• _Directions_
Leave out the pictures and copy everything else in the entries exactly.

• _Provided entries_

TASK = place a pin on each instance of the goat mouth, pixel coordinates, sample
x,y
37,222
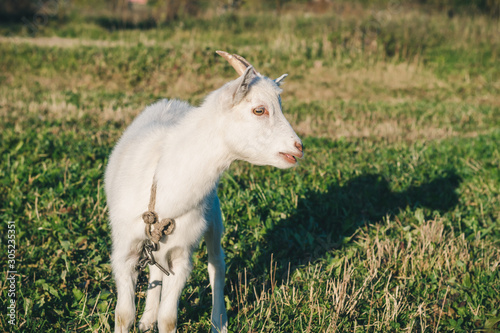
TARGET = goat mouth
x,y
289,158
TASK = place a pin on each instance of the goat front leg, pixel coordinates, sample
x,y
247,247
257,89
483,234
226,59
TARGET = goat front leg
x,y
216,267
150,315
179,262
124,260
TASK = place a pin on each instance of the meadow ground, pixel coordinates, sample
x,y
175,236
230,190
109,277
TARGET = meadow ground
x,y
391,222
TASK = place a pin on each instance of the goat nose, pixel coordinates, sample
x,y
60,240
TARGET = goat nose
x,y
299,146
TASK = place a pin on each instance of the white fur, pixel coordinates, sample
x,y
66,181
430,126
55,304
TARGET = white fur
x,y
186,149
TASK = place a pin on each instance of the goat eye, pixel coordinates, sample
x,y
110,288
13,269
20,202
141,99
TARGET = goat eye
x,y
259,111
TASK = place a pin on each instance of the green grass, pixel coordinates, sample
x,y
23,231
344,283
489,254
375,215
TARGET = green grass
x,y
390,223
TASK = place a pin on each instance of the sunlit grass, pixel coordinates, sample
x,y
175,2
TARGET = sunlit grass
x,y
389,224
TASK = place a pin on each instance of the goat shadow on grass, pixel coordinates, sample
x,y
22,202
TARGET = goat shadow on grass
x,y
323,219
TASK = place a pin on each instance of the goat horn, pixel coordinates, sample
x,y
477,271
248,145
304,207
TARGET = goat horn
x,y
239,63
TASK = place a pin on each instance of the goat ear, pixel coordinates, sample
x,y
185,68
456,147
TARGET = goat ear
x,y
279,81
244,85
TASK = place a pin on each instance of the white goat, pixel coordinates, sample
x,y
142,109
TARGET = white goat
x,y
185,149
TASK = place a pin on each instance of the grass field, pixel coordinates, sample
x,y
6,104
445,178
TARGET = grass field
x,y
391,222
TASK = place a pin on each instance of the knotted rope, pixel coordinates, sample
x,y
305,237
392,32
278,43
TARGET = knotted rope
x,y
154,230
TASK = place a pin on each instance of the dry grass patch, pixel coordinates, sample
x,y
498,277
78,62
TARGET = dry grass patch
x,y
383,274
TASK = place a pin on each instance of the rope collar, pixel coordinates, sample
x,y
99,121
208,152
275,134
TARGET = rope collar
x,y
155,229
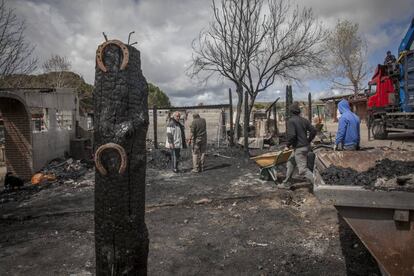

• _Answer to this task_
TASK = place a pin on each instance of the goat mouth, pixel coordinates, sample
x,y
37,222
TARGET = goat mouth
x,y
289,158
TASK = place a pin on each instance of the goat front leg, pixel coordinates, sample
x,y
247,247
257,89
483,234
226,59
TARGET = goat front leg
x,y
216,267
150,315
179,262
124,260
TASK = place a pin on each instance of the meadow ground, pixel coordinates, sample
x,y
175,236
230,190
109,277
TARGET = meadow ground
x,y
391,222
TASK = place a pin on each instance of the goat nose, pixel coordinates, sample
x,y
60,240
TARGET = goat nose
x,y
299,146
TASK = place a pin on each instance of the white fur, pixel coordinates, sample
x,y
66,181
430,126
55,304
TARGET = white fur
x,y
186,149
TASK = place a pin on each instance of the goat eye, pixel coordinates, sample
x,y
110,288
13,269
20,202
141,99
TARGET = goat eye
x,y
259,111
TASK = place a pin on each instance of the green grass, pixel coordinates, sample
x,y
23,231
344,283
489,254
375,215
TARGET = green grass
x,y
390,223
TASK = place a pin on each instance of the sunlit grass, pixel coordinates, sample
x,y
175,2
TARGET = sunlit grass
x,y
389,224
TASK = place a pin on each instance of the goat shadow on grass, pixel coordinates, sample
x,y
22,202
TARGET = goat shadow on grass
x,y
323,219
TASK = place a pin on each instance of the goat horn, pixel coordinates, sample
x,y
477,271
248,145
304,207
TARGET = goat horn
x,y
239,63
TASK = place a pin on each instance of the goat ear, pixel coordinates, sample
x,y
185,68
456,147
TARGET = goat ear
x,y
279,81
244,85
TASK = place a pin on each instance of the white goat, pixel coordinates, sample
x,y
142,109
TARGET = white goat
x,y
185,149
TASK = place a pin on each instance of the grass field, pixel coordinates, sample
x,y
6,104
445,178
TARGET = grass field
x,y
391,222
TASK = place a pin on each instance of the knotted rope, pixel coordinates, sample
x,y
305,237
392,32
278,43
TARGET = knotted rope
x,y
154,230
TASK = place a pin on each instance of the dry grass patch, pixel coordinates, sample
x,y
498,277
78,62
TARGET = dry grass patch
x,y
383,274
TASK = place a pin on each instance of the rope collar, pixel coordinates, sample
x,y
99,121
208,152
275,134
TARGET = rope collar
x,y
155,229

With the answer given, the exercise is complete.